Segment Start: STUDY TEXT

During the company's workshop, Smith explained that the process starts with about 1 microgram of DNA, which is fragmented into 10-kilobase pieces, to which adaptors are ligated. After clonally amplifying the DNA by long PCR, the amplicons are fragmented again using the Nextera technology, a process during which each amplicon and its fragments receives a barcode. He did not mention whether or how the long fragments are separated prior to this step. After that, the Nextera fragments are pooled and a single library is generated for sequencing on a single HiSeq flow cell lane using 2x100 base pair reads, generating about 30 gigabases of data.
Those data are processed in one of two ways: either Moleculo's algorithm assembles the short reads derived from each 10-kilobase fragment into long reads, or a phasing algorithm uses Moleculo reads in conjunction with standard 30x coverage of a genome to produce a phased genome.
Illumina has generated Moleculo libraries for a variety of organisms, including humans, flies, plants, and metagenomic samples, and has found the median length of the assembled reads to be about 8 kilobases. It is still assessing the accuracy of the long reads, Smith said, and plans to provide data on that soon. He said the company has seen a representation bias "away from AT DNA" in some libraries, but no such bias in others, and is still studying these effects.

Segment End: STUDY TEXT
Segment Start: MATERIAL SUPPLIED

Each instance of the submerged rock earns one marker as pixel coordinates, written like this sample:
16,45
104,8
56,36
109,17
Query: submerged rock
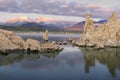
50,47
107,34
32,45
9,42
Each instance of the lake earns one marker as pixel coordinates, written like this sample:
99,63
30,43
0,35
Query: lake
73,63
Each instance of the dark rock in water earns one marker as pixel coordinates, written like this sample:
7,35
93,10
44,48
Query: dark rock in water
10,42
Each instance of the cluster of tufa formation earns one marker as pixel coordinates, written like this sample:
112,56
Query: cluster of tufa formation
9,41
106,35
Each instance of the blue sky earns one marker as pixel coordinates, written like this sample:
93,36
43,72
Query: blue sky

Segment End: MATERIAL SUPPLIED
Segment Start: MATERIAL SUPPLIED

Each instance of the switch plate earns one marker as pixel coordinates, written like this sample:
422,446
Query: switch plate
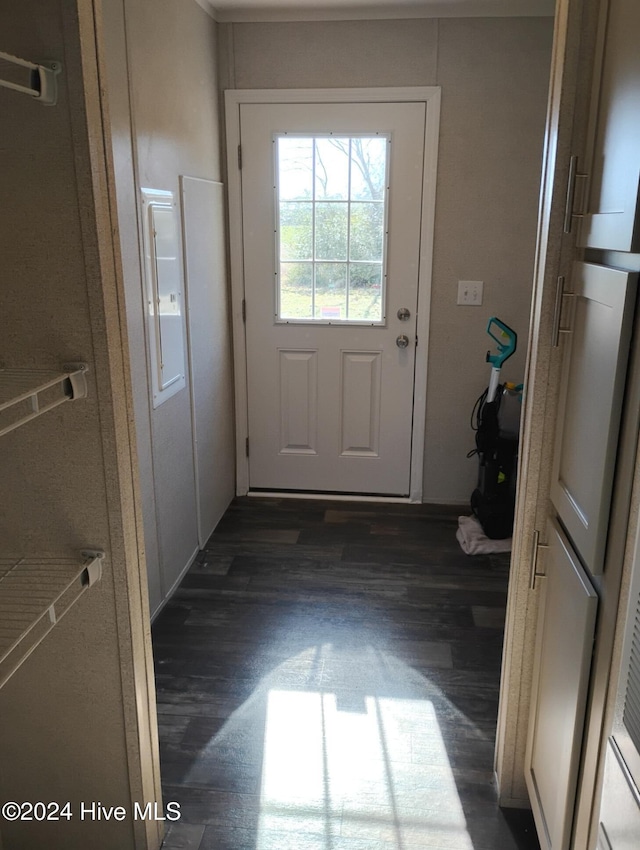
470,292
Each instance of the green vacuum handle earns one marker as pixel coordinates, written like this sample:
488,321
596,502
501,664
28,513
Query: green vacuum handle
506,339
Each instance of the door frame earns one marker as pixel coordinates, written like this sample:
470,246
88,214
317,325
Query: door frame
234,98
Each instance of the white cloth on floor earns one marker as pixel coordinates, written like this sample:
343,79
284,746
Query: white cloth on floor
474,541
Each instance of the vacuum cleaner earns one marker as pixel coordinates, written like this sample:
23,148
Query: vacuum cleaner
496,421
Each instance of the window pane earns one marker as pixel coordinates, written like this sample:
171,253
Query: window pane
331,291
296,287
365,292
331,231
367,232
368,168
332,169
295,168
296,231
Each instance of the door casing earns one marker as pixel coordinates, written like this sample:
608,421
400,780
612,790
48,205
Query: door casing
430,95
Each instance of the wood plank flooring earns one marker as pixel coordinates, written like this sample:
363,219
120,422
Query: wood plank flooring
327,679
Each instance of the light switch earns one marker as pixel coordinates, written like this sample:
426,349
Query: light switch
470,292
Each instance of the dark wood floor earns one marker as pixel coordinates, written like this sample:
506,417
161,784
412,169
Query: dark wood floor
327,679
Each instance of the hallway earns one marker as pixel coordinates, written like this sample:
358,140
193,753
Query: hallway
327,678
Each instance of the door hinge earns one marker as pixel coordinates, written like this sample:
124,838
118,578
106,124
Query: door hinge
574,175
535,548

Segment End: MATERIAL SUPPLIED

REQUIREMENT 1: Can you copy the Moleculo text word for word between "Illumina has generated" and "studying these effects.", inclusive?
REQUIREMENT 2:
Answer these questions from the Moleculo text:
(a) How much DNA does the process start with?
(b) What read configuration is used for sequencing on the HiSeq flow cell lane?
(c) What median length has Illumina found for the assembled reads?
REQUIREMENT 3: Could you write the next part of the Moleculo text, picking up after its final sentence?
The listing has no connection to the Moleculo text.

EXERCISE RESPONSE 1:
Illumina has generated Moleculo libraries for a variety of organisms, including humans, flies, plants, and metagenomic samples, and has found the median length of the assembled reads to be about 8 kilobases. It is still assessing the accuracy of the long reads, Smith said, and plans to provide data on that soon. He said the company has seen a representation bias "away from AT DNA" in some libraries, but no such bias in others, and is still studying these effects.

EXERCISE RESPONSE 2:
(a) About 1 microgram.
(b) 2x100 base pair reads.
(c) About 8 kilobases.

EXERCISE RESPONSE 3:
He showed data for chromosome 12 of the CEPH NA12878 sample, where Illumina researchers were able to anchor an 8-kilobase long read in its correct position despite repeat elements in the chromosome, because the long read contains unique flanking sequences. "Using the Moleculo technology, we will be able to bridge what is effectively a large complex repeat," he said.
To obtain phasing information for the same sample, Illumina combined 120 gigabases of paired-end short-read sequence data with about 30 gigabases of Moleculo reads. The same information could be gained by assembling Moleculo reads only, Smith said, but combining the two data types is "more economical" because it requires lower depth of coverage with Moleculo reads.
As an example of phasing, he showed two Moleculo reads covering 4 kilobases in total, noting that "with those two reads, it's very easy to distinguish the two different haplotypes and to be able to identify the phased heterozygous SNPs." In another example, Moleculo reads allowed the researchers to phase two HLA genes.
Preview of New Sample Prep Kits
Illumina's previously announced Nextera rapid exome capture kit will be available in April, allowing users to prep up to 96 exomes in parallel within 1.5 days. The kit, which was designed in collaboration with the Broad Institute, will only require 50 nanograms of input DNA and will cover 37 megabases of content. An expanded version will also be available that contains additional functional regions. The new kits will enable users to sequence 110 exomes in 8 days on the HiSeq in standard mode, and 20 exomes in 20 hours on the HiSeq 2500 in rapid-run mode.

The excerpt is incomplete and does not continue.